What is needed:
Send back the entries below exactly as they appear.

[Excerpts of location labeling data]
►

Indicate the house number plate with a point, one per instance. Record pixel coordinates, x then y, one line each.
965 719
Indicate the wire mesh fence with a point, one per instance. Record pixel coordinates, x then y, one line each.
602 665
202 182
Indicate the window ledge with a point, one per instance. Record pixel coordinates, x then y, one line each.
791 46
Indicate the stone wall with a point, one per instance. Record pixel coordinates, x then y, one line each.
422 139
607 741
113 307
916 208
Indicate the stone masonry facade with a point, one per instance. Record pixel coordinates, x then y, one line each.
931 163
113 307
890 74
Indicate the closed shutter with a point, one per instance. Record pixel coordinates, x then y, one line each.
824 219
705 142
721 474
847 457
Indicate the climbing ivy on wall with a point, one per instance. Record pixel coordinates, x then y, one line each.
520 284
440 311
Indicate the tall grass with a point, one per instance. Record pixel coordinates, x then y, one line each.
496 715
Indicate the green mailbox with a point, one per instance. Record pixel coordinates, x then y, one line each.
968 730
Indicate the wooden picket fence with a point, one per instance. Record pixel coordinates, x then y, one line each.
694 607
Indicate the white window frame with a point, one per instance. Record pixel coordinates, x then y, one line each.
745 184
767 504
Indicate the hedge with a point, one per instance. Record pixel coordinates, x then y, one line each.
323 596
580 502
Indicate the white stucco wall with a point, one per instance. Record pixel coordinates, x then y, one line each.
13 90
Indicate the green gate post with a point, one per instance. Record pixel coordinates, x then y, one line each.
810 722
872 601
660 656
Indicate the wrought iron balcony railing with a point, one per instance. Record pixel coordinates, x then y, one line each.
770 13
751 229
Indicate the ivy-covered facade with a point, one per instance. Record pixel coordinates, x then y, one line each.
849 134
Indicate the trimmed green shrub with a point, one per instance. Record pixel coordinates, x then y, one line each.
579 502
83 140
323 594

◄

Solution to this problem:
Indicate the house number plate with a point, one per instance. Record pixel coordinates, x then y, one line each.
965 719
Indicate the wire mesh fence with a point, one per instance. Record pixel coordinates, x then y, one line each.
602 665
202 182
Indicate the window ledge with a point, one per instance. Record pixel coordinates, x then y, one line each.
791 46
Indicate the stone wall with a point, one per instance. Record pixel coordinates, x then y, one line each.
422 139
607 741
113 307
916 208
Indicate the stone masonry facade with a point, one per instance. Record pixel coordinates, x then y, one line each.
931 163
113 307
890 74
Indicate the closed shutter with a point, one per instance. Record pixel coordinates, x then y, one line each.
824 219
705 142
721 474
847 457
Indicate the climbing ivy on wall with a point, one per instance. Record pixel coordinates, x then y, one line each.
520 284
440 311
Indicate the tall grass with a point, one per instance. Record pixel coordinates, x then y, one line each.
496 715
Indicate the green mailbox with a point, one per instance. Record pixel coordinates, x then y, one line each.
968 730
Indicate the wooden picket fence with a point, one per instance. Record pixel coordinates, x then y, one line each.
694 607
Indicate the white window frame with a point, one per instance. Record pixel coordinates, x then y, one line each.
745 184
767 504
Indicate the hedge with a point, one per instance. Record pixel coordinates, x then y, one line each.
323 596
580 502
Indicate the white stucco wall with a point, one per instance. Record pixel coordinates, x then y, one line each.
13 90
Indicate the green gate post with a point, one per instance. Record pixel coordinates, x then y, one line each.
810 722
872 601
660 656
Indicate the wrought iron balcony railing with a point, one per instance. Record pixel coordinates, x then y, one line each.
770 13
751 229
Indicate the ivy-covered facade with a point, one per instance. Record pixel coordinates, x then y, one line each.
849 134
Indicate the trimmed green shrub with a point, one per instance. Record pixel coordinates, x then y, one line each.
579 502
83 140
323 594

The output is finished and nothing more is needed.